> **Opdracht 1**
Herhaal woordelijk het deel van het fragment over kinderpalliatieve zorg dat opent met de woorden "De specifieke kenmerken" en sluit met "van het AMC.".
> **Opdracht 2**
Geef voor elke bewering aan of die klopt met het fragment over kinderpalliatieve zorg. Antwoord met ja of nee en citeer letterlijk de woorden uit het fragment die de doorslag geven.
(a) Binnen de kindercomfort teams is altijd een casemanager aangewezen.
(b) Bij zorg voor ernstig zieke kinderen zijn slechts enkele disciplines betrokken.
(c) Het coördinerend transmuraal team wordt toegelicht op pagina 176.
> **Opdracht 3**
Schrijf het fragment over kinderpalliatieve zorg verder vanaf het punt waar het ophoudt.

> **Fragment**
□ □ □

Structuur en proces: coördinatie en continuïteit

De specifieke kenmerken van kinderpalliatieve zorg hebben gevolgen voor de verdeling van verantwoordelijkheden. Zoals ook benoemd bij domein 2.5 (‘interdisciplinaire zorg’), zijn er bij zorg voor ernstig zieke kinderen veel disciplines betrokken. Binnen de kindercomfort teams zijn er altijd een casemanager (coördinerend verpleegkundige) en een hoofdbehandelaar aangewezen die zorgen voor coördinatie en continuïteit. Hun specifieke taken en verantwoordelijkheden worden vanaf pagina 176 van derichtlijn Kinderpalliatieve zorg besproken. Daarnaast wordt op pagina 180 een toelichting gegeven op het coördinerend transmuraal team binnen het Emma Kinderziekenhuis van het AMC.

□ □ □

> **Gegevens**

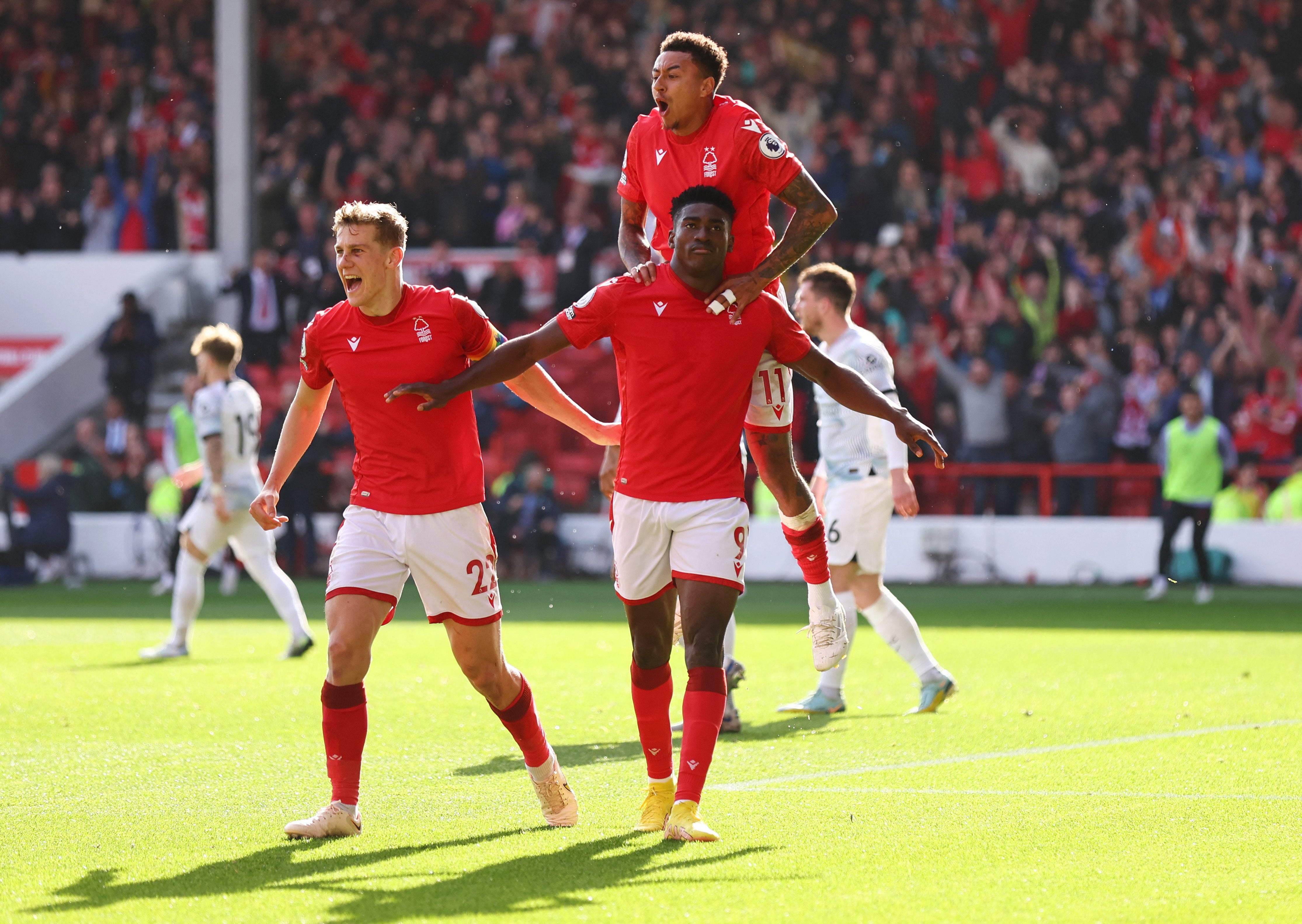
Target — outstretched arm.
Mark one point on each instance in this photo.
(507, 362)
(814, 215)
(849, 390)
(301, 423)
(635, 248)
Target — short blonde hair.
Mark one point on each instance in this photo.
(834, 283)
(389, 222)
(219, 342)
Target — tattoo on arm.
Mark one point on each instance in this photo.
(633, 244)
(814, 215)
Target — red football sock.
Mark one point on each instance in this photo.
(521, 720)
(653, 689)
(810, 552)
(344, 731)
(702, 715)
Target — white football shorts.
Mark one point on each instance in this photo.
(657, 542)
(770, 397)
(857, 516)
(451, 555)
(211, 535)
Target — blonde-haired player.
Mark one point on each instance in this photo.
(863, 473)
(228, 422)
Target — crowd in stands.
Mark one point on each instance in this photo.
(106, 126)
(1062, 213)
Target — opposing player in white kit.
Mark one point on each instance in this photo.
(863, 473)
(227, 422)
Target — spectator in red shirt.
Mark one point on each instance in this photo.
(1265, 425)
(1009, 27)
(978, 167)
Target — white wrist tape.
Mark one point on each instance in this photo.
(717, 306)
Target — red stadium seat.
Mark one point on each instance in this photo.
(25, 474)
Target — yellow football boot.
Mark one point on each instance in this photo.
(685, 824)
(656, 808)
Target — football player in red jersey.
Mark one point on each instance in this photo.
(417, 500)
(679, 522)
(698, 136)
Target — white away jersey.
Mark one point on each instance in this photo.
(234, 412)
(849, 444)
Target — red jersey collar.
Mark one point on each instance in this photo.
(694, 136)
(696, 293)
(390, 318)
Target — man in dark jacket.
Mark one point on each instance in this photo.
(49, 530)
(128, 347)
(263, 296)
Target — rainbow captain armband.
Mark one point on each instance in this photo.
(495, 340)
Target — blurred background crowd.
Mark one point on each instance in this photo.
(1062, 213)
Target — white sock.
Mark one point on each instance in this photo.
(187, 596)
(540, 774)
(822, 598)
(279, 589)
(831, 683)
(898, 628)
(801, 522)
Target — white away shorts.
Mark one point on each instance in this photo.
(657, 542)
(211, 535)
(452, 558)
(770, 397)
(857, 516)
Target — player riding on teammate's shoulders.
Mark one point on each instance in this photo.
(679, 518)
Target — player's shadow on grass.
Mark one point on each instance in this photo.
(557, 879)
(616, 753)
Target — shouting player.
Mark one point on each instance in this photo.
(679, 522)
(697, 136)
(863, 473)
(417, 502)
(228, 423)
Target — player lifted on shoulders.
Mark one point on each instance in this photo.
(697, 136)
(416, 505)
(863, 473)
(679, 521)
(228, 423)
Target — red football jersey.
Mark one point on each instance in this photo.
(408, 461)
(684, 380)
(735, 152)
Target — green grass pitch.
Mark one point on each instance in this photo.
(157, 793)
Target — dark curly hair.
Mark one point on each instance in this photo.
(708, 54)
(709, 194)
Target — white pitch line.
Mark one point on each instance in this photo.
(992, 755)
(1033, 792)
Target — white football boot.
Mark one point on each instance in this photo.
(827, 633)
(560, 806)
(165, 651)
(331, 822)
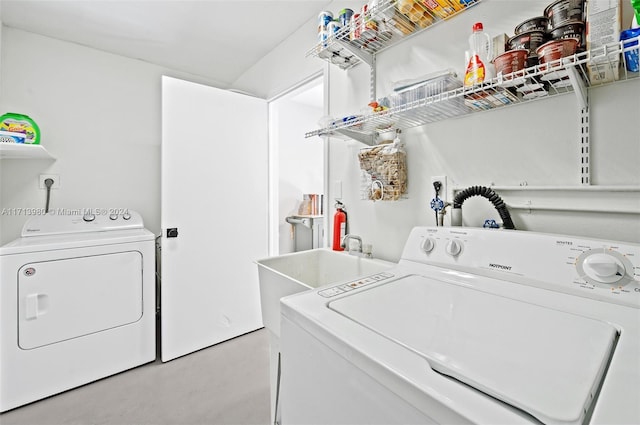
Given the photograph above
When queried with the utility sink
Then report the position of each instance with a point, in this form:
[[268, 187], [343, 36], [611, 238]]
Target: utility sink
[[300, 271]]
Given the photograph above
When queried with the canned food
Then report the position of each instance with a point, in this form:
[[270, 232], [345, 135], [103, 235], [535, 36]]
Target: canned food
[[356, 28], [443, 8], [323, 35], [345, 17], [333, 28], [574, 29], [539, 23], [528, 40], [324, 18], [369, 29], [563, 11]]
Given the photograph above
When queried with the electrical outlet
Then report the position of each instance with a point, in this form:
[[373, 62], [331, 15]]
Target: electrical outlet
[[54, 177], [443, 189]]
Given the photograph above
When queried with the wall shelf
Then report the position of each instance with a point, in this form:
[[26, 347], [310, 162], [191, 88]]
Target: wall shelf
[[344, 51], [562, 76], [23, 151]]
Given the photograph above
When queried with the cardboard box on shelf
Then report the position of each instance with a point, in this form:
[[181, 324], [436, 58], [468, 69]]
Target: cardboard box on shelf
[[603, 28]]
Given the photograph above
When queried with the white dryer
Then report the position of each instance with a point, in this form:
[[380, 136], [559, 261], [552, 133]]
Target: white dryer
[[77, 303], [472, 326]]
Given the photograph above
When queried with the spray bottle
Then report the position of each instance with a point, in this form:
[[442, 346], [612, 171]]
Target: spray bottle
[[479, 67], [339, 226]]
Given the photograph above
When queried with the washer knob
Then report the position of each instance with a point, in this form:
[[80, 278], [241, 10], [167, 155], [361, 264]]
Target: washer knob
[[454, 247], [603, 268], [88, 216], [428, 244]]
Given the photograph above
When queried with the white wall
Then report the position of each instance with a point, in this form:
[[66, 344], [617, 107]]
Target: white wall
[[298, 163], [535, 143], [100, 116]]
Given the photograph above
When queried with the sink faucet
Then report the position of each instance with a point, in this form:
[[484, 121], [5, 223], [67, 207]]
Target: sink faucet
[[346, 240]]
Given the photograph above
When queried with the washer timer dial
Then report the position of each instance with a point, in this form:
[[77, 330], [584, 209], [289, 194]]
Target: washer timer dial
[[454, 247], [604, 267], [428, 244]]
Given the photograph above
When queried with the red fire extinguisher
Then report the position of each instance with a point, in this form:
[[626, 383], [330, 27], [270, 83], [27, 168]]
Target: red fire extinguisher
[[339, 226]]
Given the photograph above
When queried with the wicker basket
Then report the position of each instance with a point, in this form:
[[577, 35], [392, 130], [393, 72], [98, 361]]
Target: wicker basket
[[384, 172]]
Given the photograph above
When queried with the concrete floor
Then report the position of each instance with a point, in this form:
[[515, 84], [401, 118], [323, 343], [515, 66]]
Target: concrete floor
[[224, 384]]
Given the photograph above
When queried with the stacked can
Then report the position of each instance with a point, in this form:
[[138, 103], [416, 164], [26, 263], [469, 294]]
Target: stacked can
[[566, 20]]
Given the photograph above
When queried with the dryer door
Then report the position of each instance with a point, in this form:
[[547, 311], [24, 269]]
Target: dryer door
[[68, 298]]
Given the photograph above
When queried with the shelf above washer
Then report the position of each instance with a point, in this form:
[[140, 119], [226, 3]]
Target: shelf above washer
[[562, 76], [23, 151]]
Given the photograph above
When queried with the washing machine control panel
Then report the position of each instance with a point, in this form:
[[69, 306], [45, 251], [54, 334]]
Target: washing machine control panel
[[62, 221], [600, 269]]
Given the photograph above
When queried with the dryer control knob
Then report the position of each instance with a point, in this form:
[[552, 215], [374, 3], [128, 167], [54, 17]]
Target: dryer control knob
[[454, 247], [604, 268], [428, 244]]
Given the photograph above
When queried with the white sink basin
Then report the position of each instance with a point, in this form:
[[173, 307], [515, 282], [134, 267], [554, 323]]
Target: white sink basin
[[300, 271]]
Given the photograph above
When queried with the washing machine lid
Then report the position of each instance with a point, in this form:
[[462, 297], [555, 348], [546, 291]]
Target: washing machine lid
[[545, 362], [77, 240]]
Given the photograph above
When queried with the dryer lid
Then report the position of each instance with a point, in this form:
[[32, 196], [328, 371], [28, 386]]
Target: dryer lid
[[545, 362]]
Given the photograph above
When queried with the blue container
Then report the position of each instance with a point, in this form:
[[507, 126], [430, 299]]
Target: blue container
[[345, 17], [631, 56]]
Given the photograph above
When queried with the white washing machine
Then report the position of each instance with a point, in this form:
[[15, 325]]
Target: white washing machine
[[77, 303], [472, 326]]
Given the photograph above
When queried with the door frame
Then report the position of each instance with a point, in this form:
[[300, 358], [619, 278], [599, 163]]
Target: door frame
[[273, 166]]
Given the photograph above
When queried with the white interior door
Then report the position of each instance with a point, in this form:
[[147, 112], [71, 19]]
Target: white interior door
[[215, 193]]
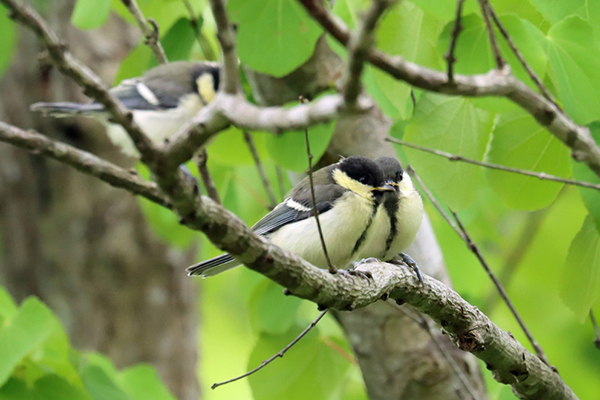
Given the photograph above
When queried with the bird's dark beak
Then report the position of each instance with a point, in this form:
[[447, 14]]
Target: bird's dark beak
[[384, 188]]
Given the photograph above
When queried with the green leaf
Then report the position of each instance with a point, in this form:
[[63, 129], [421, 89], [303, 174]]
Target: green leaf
[[141, 382], [90, 14], [53, 387], [556, 10], [8, 39], [454, 125], [310, 369], [580, 282], [582, 172], [289, 148], [573, 53], [273, 312], [30, 327], [177, 42], [100, 385], [519, 141], [474, 54], [274, 36]]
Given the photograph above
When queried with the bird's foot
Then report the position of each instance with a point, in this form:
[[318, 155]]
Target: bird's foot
[[407, 260]]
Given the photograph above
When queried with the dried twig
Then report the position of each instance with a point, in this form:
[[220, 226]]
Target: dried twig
[[475, 249], [485, 11], [280, 354], [226, 36], [596, 329], [201, 159], [494, 83], [202, 40], [456, 29], [456, 157], [151, 33], [83, 161], [359, 45], [261, 171], [532, 74]]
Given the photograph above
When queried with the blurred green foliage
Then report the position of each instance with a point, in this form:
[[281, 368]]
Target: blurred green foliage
[[38, 362], [246, 319]]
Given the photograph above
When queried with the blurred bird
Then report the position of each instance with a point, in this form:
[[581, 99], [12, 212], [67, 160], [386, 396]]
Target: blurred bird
[[347, 194], [161, 101], [398, 218]]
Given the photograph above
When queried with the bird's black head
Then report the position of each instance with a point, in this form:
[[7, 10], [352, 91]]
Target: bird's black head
[[391, 169], [362, 176]]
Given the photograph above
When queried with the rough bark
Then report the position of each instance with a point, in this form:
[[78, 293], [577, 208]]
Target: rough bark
[[399, 358], [81, 246]]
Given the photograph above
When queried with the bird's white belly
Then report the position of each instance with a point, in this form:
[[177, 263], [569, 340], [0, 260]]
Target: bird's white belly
[[342, 227], [410, 215], [378, 234], [157, 125]]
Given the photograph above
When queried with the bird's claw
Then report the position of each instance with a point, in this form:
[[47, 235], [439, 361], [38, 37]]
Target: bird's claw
[[407, 260]]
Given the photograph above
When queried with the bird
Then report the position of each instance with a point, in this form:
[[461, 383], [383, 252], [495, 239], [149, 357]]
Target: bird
[[161, 101], [398, 217], [347, 196]]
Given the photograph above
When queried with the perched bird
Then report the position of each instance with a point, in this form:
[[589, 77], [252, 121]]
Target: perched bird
[[347, 196], [398, 217], [162, 100]]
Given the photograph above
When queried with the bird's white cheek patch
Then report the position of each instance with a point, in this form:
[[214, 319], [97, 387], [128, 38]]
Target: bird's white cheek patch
[[291, 203], [147, 94]]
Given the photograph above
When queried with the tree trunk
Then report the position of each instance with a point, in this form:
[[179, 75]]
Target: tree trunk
[[399, 355], [80, 245]]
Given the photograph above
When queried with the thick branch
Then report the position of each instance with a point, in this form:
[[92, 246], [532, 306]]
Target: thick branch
[[82, 75], [226, 36], [150, 32], [83, 161], [495, 83]]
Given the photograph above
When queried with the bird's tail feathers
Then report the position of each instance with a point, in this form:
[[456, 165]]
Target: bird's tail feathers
[[67, 108], [213, 266]]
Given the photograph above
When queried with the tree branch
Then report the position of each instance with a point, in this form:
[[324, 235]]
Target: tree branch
[[82, 75], [83, 161], [499, 83], [457, 157], [150, 32], [226, 36], [359, 45]]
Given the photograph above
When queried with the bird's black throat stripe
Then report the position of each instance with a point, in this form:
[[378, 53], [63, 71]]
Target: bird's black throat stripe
[[363, 236], [391, 205]]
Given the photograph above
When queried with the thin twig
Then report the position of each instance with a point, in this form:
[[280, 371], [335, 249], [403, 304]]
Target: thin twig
[[532, 74], [332, 269], [151, 33], [596, 329], [456, 157], [410, 170], [201, 160], [226, 36], [514, 258], [359, 46], [485, 11], [456, 29], [82, 75], [200, 37], [280, 181], [84, 162], [280, 354], [475, 249], [261, 171]]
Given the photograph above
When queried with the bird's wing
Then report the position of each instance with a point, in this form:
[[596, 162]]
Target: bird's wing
[[299, 207]]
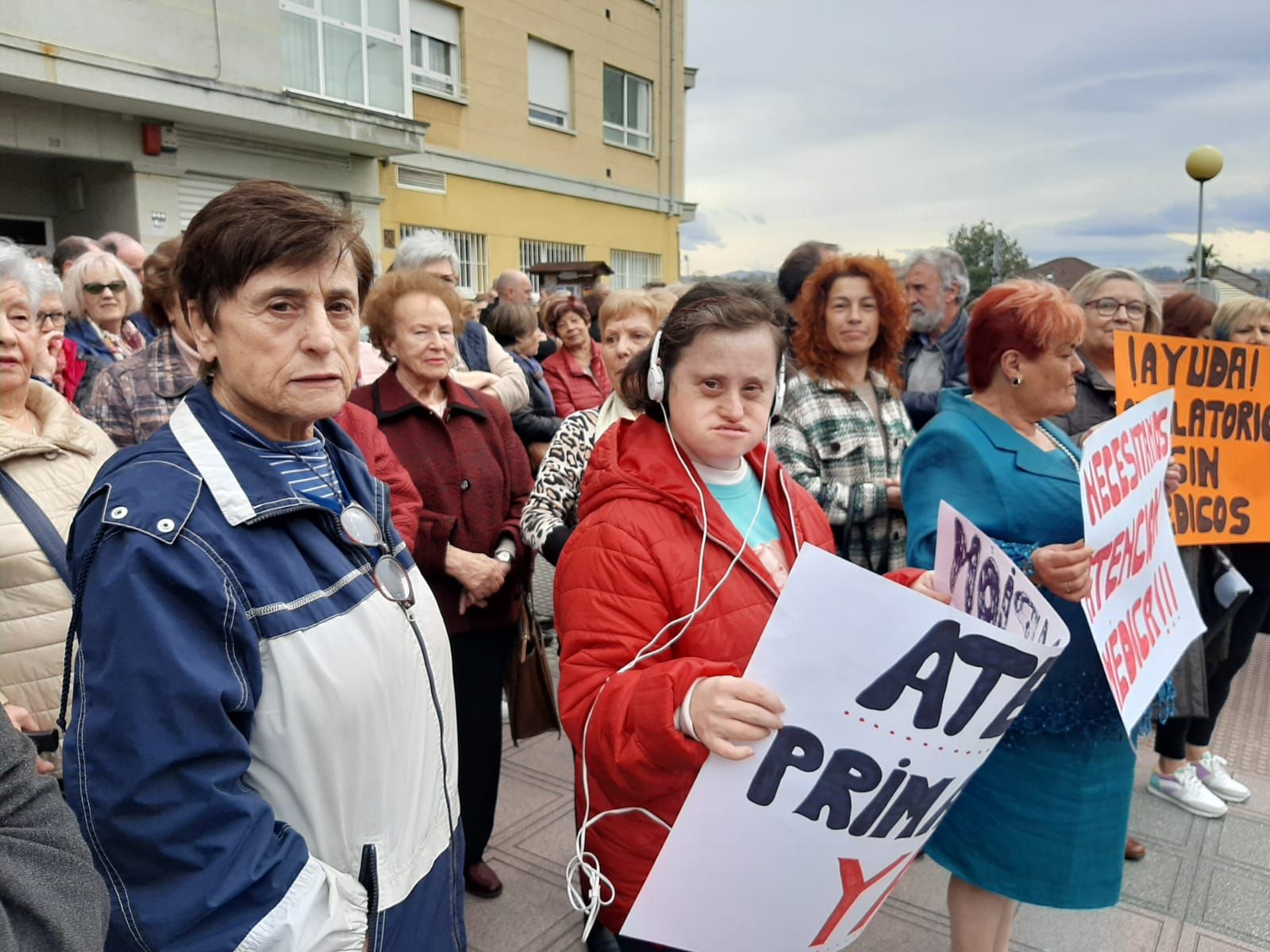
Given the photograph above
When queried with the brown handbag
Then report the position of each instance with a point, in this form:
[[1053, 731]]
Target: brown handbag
[[527, 681]]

□ □ □

> **Eindantwoord 1**
De specifieke kenmerken van kinderpalliatieve zorg hebben gevolgen voor de verdeling van verantwoordelijkheden. Zoals ook benoemd bij domein 2.5 (‘interdisciplinaire zorg’), zijn er bij zorg voor ernstig zieke kinderen veel disciplines betrokken. Binnen de kindercomfort teams zijn er altijd een casemanager (coördinerend verpleegkundige) en een hoofdbehandelaar aangewezen die zorgen voor coördinatie en continuïteit. Hun specifieke taken en verantwoordelijkheden worden vanaf pagina 176 van derichtlijn Kinderpalliatieve zorg besproken. Daarnaast wordt op pagina 180 een toelichting gegeven op het coördinerend transmuraal team binnen het Emma Kinderziekenhuis van het AMC.

> **Eindantwoord 2**
(a) Ja: "Binnen de kindercomfort teams zijn er altijd een casemanager (coördinerend verpleegkundige) en een hoofdbehandelaar aangewezen"
(b) Nee: "zijn er bij zorg voor ernstig zieke kinderen veel disciplines betrokken"
(c) Nee: "Daarnaast wordt op pagina 180 een toelichting gegeven op het coördinerend transmuraal team"

> **Eindantwoord 3**
Structuur en proces: netwerk

Vanwege de lage frequentie en complexiteit van kinderpalliatieve zorg, zijn er in vergelijking met palliatieve zorg voor volwassenen weinig specialisten. Wel zijn er verschillende netwerken tot stand gekomen om de beschikbare expertise zo goed mogelijk te kunnen delen. In de richtlijn zijn verscheidene aanbevelingen rondom netwerkvorming opgenomen. Deze zijn voor een belangrijk deel al gerealiseerd.
Alle UMC’s en het Prinses Maxima Centrum voor kinderoncologie beschikken inmiddels over aparte ‘Kinder Comfort Teams’ voor kinderpalliatieve zorg. Voor een overzicht, zie de website van het Kenniscentrum Kinderpalliatieve Zorg. Een Kinder Comfort Team begeleidt gezinnen, en waar nodig coördineert het team de zorg. De teams vervullen ook een consultatieve rol: gezinnen en professionals, zowel binnen als buiten het UMC, kunnen met vragen terecht bij deze teams.  Behandelaars in algemene ziekenhuizen consulteren veelal de beschikbare kinderpalliatieve specialisten in het UMC en leveren de zorg voor deze kinderen vervolgens zelf in nauw overleg met de lokale kinderartsen, verpleegkundige teams en andere betrokkenen.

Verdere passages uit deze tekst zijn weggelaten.